--- START ---

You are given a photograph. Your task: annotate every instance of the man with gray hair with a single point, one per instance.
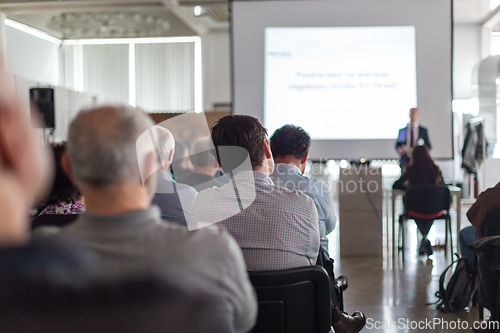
(174, 199)
(204, 167)
(108, 157)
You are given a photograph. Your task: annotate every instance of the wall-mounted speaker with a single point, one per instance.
(42, 107)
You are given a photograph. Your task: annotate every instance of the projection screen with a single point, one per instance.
(347, 71)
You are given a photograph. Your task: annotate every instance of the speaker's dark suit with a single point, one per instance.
(403, 136)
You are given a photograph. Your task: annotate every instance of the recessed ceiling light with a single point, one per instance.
(197, 11)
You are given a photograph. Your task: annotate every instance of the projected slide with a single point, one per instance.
(342, 83)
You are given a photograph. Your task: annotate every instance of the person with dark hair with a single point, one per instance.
(113, 155)
(65, 200)
(276, 228)
(290, 147)
(204, 167)
(421, 171)
(411, 136)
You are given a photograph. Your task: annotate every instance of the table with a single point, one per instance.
(456, 193)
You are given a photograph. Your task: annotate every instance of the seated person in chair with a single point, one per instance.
(290, 147)
(65, 201)
(204, 167)
(173, 198)
(279, 229)
(421, 171)
(110, 156)
(485, 204)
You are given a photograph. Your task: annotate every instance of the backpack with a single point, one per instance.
(460, 289)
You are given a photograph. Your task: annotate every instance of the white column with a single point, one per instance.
(3, 39)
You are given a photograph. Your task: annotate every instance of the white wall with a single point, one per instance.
(216, 69)
(31, 57)
(466, 55)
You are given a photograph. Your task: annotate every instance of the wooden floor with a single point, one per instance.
(391, 293)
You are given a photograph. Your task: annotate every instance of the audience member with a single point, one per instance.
(173, 198)
(128, 234)
(290, 147)
(24, 178)
(486, 202)
(421, 171)
(181, 165)
(280, 228)
(65, 201)
(204, 167)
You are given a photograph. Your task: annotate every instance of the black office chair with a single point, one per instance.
(427, 203)
(488, 249)
(488, 262)
(294, 300)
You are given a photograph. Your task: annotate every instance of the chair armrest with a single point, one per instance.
(485, 243)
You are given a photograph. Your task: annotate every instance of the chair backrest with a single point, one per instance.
(427, 199)
(294, 300)
(492, 224)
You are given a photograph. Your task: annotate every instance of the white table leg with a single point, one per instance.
(458, 210)
(393, 200)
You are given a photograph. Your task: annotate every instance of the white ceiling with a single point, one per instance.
(180, 12)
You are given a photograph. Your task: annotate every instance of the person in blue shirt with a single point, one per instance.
(290, 147)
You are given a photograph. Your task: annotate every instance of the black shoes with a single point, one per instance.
(343, 323)
(425, 248)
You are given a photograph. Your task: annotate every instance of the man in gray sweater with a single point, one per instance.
(109, 151)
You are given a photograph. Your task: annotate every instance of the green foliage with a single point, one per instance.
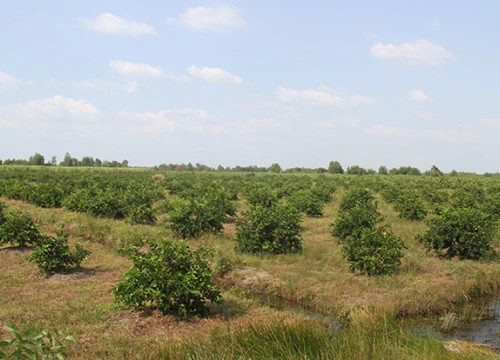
(352, 222)
(306, 202)
(465, 233)
(19, 229)
(106, 203)
(356, 195)
(34, 343)
(376, 251)
(54, 255)
(263, 196)
(3, 217)
(382, 170)
(274, 229)
(275, 168)
(358, 210)
(410, 207)
(48, 195)
(195, 216)
(335, 168)
(142, 214)
(169, 277)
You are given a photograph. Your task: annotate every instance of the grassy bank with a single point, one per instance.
(249, 324)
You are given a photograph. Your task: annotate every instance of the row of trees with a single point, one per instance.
(336, 168)
(333, 168)
(88, 161)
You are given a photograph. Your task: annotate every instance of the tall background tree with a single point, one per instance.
(36, 159)
(275, 168)
(335, 168)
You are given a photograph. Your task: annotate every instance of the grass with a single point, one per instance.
(249, 325)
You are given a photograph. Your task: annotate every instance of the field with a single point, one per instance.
(291, 305)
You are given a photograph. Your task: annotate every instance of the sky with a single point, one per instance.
(299, 83)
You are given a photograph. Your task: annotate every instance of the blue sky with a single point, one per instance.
(300, 83)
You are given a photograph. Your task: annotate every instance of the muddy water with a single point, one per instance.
(482, 332)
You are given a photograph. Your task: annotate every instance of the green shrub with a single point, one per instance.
(376, 251)
(169, 277)
(142, 214)
(306, 202)
(19, 229)
(351, 223)
(273, 229)
(3, 217)
(34, 343)
(356, 195)
(410, 207)
(54, 255)
(48, 195)
(462, 232)
(263, 196)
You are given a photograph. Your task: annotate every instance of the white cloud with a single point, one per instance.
(315, 97)
(419, 96)
(171, 120)
(424, 115)
(144, 71)
(214, 75)
(490, 122)
(448, 135)
(115, 25)
(46, 113)
(8, 82)
(218, 18)
(421, 52)
(101, 85)
(338, 122)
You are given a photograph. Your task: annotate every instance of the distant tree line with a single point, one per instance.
(88, 161)
(334, 167)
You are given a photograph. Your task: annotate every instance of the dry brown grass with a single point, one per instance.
(316, 279)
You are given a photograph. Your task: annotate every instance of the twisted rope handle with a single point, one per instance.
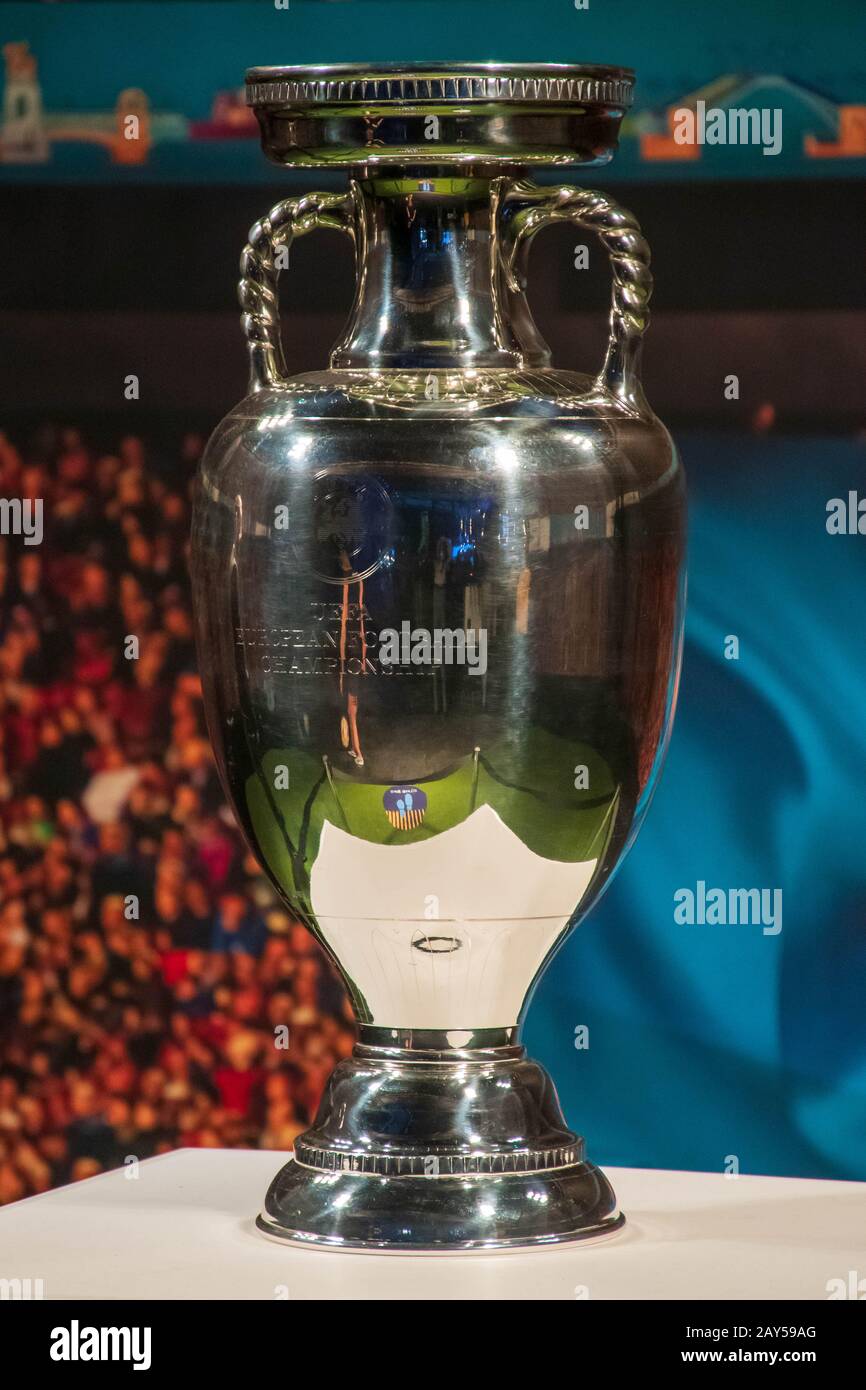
(260, 266)
(526, 209)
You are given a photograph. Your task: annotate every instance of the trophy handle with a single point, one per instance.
(526, 207)
(263, 257)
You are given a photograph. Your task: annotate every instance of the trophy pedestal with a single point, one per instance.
(438, 1148)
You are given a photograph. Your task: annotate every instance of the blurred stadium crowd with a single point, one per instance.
(146, 968)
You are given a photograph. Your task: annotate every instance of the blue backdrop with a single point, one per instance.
(708, 1041)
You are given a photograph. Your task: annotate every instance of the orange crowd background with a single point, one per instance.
(148, 970)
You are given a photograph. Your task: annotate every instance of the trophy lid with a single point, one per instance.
(492, 114)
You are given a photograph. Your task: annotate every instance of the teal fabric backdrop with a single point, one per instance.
(181, 54)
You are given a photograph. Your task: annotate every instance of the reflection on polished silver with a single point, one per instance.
(439, 612)
(498, 114)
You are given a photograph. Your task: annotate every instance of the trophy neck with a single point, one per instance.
(431, 291)
(438, 1044)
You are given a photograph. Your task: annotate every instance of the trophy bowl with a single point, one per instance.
(439, 612)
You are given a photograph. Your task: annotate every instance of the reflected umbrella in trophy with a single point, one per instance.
(439, 608)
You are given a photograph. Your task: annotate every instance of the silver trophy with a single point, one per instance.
(439, 612)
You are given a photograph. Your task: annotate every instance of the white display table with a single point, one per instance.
(184, 1229)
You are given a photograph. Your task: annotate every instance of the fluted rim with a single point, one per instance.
(441, 84)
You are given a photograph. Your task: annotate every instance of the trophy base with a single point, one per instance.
(426, 1148)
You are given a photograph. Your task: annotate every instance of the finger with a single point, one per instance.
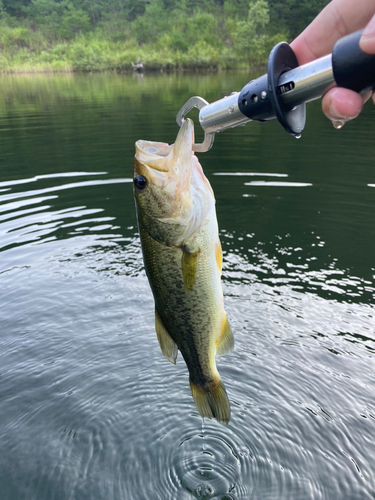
(337, 19)
(341, 105)
(367, 41)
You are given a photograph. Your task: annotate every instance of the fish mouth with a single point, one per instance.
(164, 157)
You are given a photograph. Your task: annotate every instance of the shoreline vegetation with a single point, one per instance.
(65, 36)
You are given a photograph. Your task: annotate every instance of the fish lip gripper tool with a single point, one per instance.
(283, 91)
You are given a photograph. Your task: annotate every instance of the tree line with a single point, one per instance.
(97, 35)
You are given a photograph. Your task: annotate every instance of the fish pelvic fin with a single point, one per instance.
(189, 264)
(167, 345)
(212, 402)
(226, 340)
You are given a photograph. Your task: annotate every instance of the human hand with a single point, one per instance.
(337, 19)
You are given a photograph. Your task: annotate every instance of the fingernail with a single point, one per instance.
(369, 31)
(368, 37)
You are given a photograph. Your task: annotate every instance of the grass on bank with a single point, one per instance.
(178, 41)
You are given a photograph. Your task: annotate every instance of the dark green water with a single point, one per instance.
(89, 407)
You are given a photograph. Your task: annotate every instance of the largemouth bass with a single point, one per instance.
(182, 256)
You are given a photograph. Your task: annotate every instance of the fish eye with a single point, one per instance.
(140, 182)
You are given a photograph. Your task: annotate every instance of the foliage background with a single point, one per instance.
(103, 35)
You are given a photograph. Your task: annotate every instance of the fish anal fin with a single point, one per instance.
(226, 340)
(212, 402)
(189, 264)
(167, 345)
(218, 256)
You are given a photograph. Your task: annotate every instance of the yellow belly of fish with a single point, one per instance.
(190, 313)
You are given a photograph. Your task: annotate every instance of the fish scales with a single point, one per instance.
(182, 256)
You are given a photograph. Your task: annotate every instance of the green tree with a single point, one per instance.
(250, 37)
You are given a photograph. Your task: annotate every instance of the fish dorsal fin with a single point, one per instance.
(226, 341)
(167, 345)
(189, 264)
(218, 256)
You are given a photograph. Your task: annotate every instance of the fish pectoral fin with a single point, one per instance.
(189, 264)
(218, 256)
(226, 340)
(167, 345)
(212, 403)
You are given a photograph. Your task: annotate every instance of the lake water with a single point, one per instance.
(89, 407)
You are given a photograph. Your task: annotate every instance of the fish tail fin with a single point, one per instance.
(212, 402)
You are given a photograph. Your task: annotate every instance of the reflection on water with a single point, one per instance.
(90, 409)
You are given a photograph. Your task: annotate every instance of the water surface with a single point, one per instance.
(89, 407)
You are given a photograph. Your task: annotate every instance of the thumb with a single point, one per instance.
(367, 41)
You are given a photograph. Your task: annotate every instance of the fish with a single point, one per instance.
(182, 254)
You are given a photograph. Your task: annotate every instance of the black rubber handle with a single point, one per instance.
(353, 68)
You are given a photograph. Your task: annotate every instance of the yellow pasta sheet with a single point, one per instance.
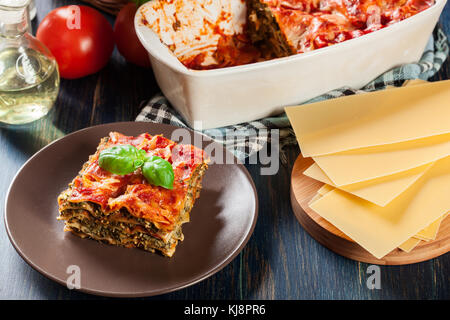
(371, 163)
(409, 244)
(430, 232)
(381, 229)
(372, 119)
(380, 191)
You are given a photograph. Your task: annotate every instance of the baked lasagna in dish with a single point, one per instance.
(208, 34)
(126, 210)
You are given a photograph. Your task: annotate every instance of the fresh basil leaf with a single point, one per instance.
(123, 159)
(158, 172)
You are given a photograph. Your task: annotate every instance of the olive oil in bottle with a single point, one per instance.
(29, 77)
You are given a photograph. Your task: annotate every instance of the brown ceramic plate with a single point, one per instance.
(221, 223)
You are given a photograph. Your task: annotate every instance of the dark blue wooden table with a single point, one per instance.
(281, 261)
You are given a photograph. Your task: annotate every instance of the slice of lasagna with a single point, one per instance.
(126, 210)
(285, 27)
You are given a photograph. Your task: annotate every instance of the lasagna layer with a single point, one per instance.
(127, 210)
(284, 27)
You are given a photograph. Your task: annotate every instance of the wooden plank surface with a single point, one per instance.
(281, 261)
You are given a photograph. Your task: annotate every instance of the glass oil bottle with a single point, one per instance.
(29, 77)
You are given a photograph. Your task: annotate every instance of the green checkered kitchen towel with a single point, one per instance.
(246, 139)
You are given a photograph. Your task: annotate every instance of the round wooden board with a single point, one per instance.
(303, 189)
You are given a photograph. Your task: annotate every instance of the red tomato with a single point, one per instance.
(80, 38)
(126, 39)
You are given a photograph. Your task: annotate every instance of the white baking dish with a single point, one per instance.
(220, 97)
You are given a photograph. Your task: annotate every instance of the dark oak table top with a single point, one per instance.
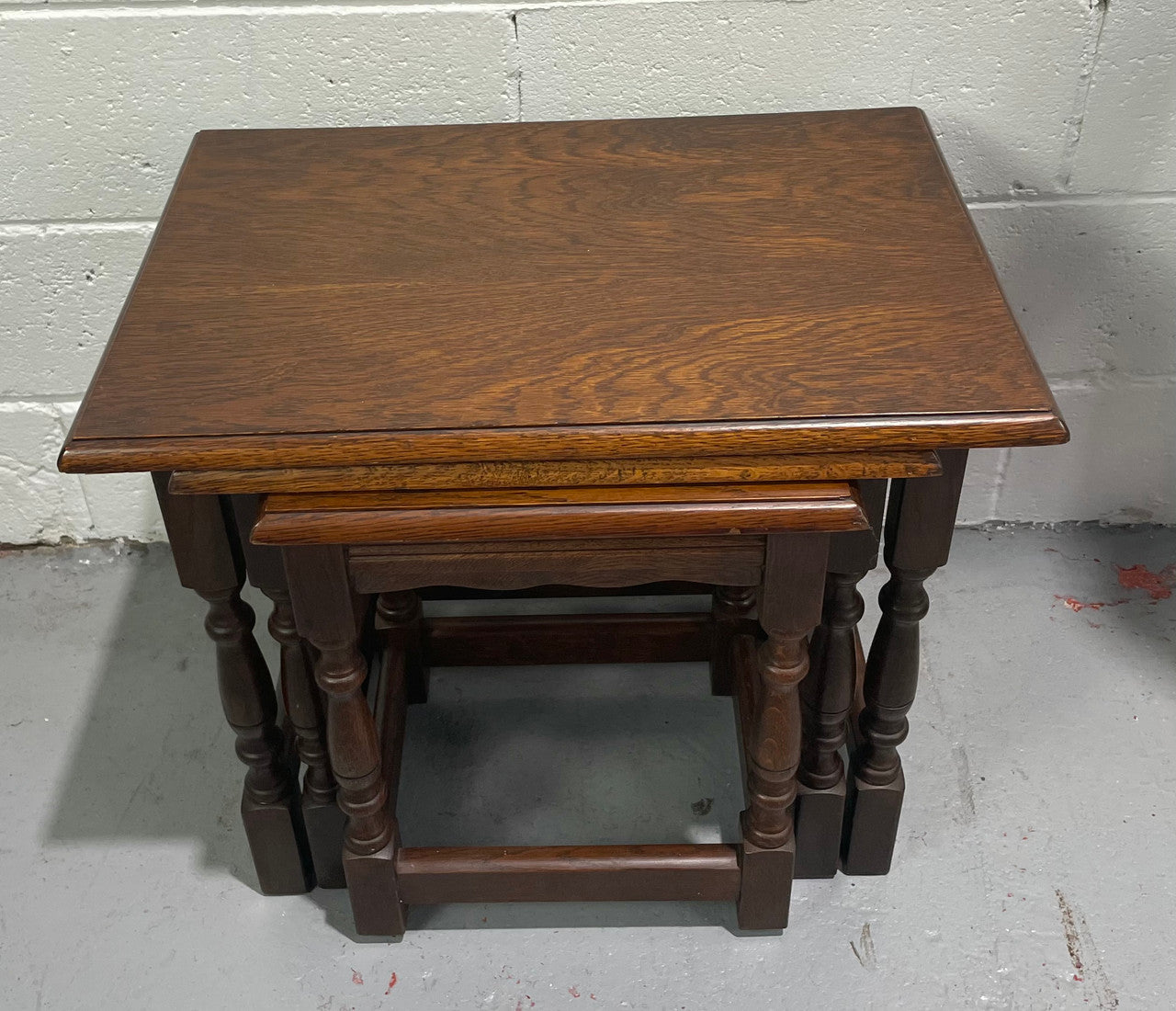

--- END ---

◆ WHAT YOU WILL DO:
Only what runs from the line containing "the white baking" through the end of the entries above should be extracted, exactly and without pictures.

◆ SOLUTION TO THE EXERCISE:
You are given a photograph. Your task: annotate every instance of the white baking dish with a single point, one per instance.
(220, 97)
You are given a photograph. Your task: annotate every instance of the dark oak table top with a single point, one per instance.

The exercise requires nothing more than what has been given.